Task requirements
Gather every line of the items below that contains the string "with" and copy each one in full. Letter case counts.

Dataset excerpt
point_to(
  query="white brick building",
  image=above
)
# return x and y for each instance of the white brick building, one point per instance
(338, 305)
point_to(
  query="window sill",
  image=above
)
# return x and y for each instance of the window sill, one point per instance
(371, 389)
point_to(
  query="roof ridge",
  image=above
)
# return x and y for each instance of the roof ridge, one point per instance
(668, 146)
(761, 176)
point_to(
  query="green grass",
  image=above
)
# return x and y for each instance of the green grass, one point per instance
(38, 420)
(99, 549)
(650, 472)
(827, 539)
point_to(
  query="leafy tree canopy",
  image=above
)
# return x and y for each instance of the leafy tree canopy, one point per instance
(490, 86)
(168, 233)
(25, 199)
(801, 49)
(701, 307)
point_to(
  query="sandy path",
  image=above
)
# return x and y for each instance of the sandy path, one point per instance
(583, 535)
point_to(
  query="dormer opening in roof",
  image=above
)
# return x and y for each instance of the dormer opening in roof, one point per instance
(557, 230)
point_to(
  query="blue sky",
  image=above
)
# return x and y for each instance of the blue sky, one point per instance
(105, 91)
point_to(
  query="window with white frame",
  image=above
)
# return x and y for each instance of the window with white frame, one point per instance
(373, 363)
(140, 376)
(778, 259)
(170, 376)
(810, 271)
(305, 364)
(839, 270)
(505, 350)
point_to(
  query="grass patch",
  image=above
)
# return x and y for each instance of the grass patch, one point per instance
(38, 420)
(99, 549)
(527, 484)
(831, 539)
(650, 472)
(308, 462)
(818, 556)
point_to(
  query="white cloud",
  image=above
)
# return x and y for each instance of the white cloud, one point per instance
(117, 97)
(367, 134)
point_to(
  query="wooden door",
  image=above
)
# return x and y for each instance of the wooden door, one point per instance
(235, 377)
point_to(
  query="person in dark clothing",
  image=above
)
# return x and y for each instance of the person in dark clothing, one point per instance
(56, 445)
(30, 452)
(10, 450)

Response
  query="window with white frame",
# return x and y for each instance of the window with white frame, one point per instance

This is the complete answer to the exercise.